## PAGE TEXT
Learn how to analyze and display data using Power BI and make better, more data-driven decisions.

Our goal as Data Analysts is to arrange the insights of our data in such a way that everybody who sees them is able to understand their implications and acts on them accordingly.

Power BI is a cloud-based business analytics service from Microsoft that enables anyone to visualize and analyze data, with better speed and efficiency. It is a powerful as well as a flexible tool for connecting with and analyzing a wide variety of data. Many businesses even consider it indispensable for data-science-related work. Power BI’s ease of use comes from the fact that it has a drag and drop interface. This feature helps to perform tasks like sorting, comparing and analyzing, very easily and fast. Power BI is also compatible with multiple sources, including Excel, SQL Server, and cloud-based data repositories which makes it an excellent choice for Data Scientists.

This tutorial will cover the following topics:


1. Overview of PowerBI

Overview

Power BI gives the ability to analyze and explore data on-premise as well as in the cloud. Power BI provides the ability to collaborate and share customized dashboards and interactive reports across colleagues and organizations, easily and securely.

Source

Power BI’s Components

Power BI consists of various components which are available in the market separately and can be used exclusively.

Content Source

Choosing which component to work with depends mainly on the project or a team. We, however, will be working with Power BI desktop since this is a component primarily used for Business reports generation and desktop creation. Also, all the other works typically begin with Power BI desktop, where the report creation takes place.


2. Advantages of using Power BI

Power BI provides certain benefits which make it superior to the existing analytical tools:

  • Provides a cloud-based as well as a desktop interface.
  • Provides capabilities like data warehousing, data discovery and interactive dashboards.

## PROVIDED INFORMATION
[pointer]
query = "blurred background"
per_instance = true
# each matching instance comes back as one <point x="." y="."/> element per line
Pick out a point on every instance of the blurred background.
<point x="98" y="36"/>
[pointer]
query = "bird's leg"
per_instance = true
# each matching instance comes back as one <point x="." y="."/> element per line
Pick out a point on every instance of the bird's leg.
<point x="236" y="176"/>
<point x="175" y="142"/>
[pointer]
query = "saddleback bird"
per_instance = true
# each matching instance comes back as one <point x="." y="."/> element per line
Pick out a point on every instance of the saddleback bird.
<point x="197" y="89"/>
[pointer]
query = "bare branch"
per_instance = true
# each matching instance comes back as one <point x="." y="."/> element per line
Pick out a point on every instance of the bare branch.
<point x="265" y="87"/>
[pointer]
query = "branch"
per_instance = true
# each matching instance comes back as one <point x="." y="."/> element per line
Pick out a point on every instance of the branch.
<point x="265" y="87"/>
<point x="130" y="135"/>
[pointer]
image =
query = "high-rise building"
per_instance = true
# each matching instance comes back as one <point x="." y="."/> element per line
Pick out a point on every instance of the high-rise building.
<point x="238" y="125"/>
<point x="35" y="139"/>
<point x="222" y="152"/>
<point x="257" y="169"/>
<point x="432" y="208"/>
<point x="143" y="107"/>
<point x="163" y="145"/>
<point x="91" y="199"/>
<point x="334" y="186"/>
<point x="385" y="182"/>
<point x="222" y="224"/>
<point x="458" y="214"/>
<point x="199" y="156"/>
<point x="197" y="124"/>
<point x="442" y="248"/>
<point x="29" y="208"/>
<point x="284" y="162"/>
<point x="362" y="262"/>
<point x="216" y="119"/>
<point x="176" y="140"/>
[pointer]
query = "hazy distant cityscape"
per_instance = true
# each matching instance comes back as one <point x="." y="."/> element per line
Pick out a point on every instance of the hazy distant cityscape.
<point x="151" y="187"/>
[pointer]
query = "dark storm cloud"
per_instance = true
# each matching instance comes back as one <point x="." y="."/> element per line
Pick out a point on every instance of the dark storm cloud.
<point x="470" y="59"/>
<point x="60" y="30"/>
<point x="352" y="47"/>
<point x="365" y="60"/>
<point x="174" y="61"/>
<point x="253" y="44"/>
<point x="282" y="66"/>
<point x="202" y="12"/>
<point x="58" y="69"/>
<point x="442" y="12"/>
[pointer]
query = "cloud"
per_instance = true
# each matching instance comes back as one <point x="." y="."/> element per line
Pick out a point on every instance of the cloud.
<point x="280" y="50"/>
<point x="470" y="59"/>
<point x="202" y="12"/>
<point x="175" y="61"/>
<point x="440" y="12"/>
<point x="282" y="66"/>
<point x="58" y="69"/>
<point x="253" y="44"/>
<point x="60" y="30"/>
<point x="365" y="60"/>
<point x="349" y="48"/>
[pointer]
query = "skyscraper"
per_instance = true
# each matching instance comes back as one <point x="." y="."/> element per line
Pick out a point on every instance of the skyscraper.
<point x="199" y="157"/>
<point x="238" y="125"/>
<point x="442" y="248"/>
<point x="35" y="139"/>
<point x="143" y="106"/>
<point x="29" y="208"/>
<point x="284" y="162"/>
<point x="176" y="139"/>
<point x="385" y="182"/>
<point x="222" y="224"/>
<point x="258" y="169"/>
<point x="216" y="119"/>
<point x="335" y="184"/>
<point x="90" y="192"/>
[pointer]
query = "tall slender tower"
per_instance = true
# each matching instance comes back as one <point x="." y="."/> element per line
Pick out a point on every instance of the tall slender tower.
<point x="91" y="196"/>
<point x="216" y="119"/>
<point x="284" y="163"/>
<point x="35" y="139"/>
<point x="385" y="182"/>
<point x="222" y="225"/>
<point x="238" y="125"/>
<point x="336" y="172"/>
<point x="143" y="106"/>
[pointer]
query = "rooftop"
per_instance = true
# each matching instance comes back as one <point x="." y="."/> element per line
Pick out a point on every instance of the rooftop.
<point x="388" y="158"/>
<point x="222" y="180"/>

## TASK LIST
**A.** In the Power BI tutorial, which data sources are named as compatible with Power BI?
**B.** Continue the Power BI tutorial from where it stops.

## RESULTS OF THE EXERCISE
**A.** Excel, SQL Server, and cloud-based data repositories.

**B.**
  • Ability to load custom visualizations, and
  • Easily scalable across the entire organization.

3. Power BI Desktop

Power BI is a free application that can be downloaded and installed on the system. It can be connected to multiple data sources. Usually, an analysis work begins in Power BI Desktop where report creation takes place. The report is then published to Power BI service from where it can be shared to the Power BI Mobile apps so that people can view the reports even on mobiles.

Source: https://docs.microsoft.com/en-us/learn/modules/get-started-with-power-bi/2-using-power-bi

Installation

Power BI only runs on Windows Machines. Mac users could spin up a Windows VM in Azure and load Power BI onto that or use Turbo.net, which can stream Power BI to the Mac directly from the cloud.

Power BI can be used in two ways:

  • As an app from the Microsoft store and just sign in to get started. This is the online version of the tool.
  • Download the software locally and then install it. Make sure you read all the installation instructions.

Depending upon the choice of product, download the software on to the computer. After accepting the license agreement, verify the installation by clicking the Power BI Icon/App. If the following screen appears, you are good to go.


4.Getting Started

Let us now get an idea about working with Power BI Desktop. In this section, we shall explore it a bit to get accustomed to its interface.

Power BI Workspace

The image below highlights the major components of the workspace of Power BI.

Basic Views

  • Report View: This is the main view where the Dashboard is created.

  • Data View: The data view gives a preview of the entire data.

  • Relationship View: The relationship view displays the relationship between various objects.

Connecting to a Data Source

Power BI can be connected to several data sources. The Get Data icon displays all the possible available options from where data can be imported into Power BI.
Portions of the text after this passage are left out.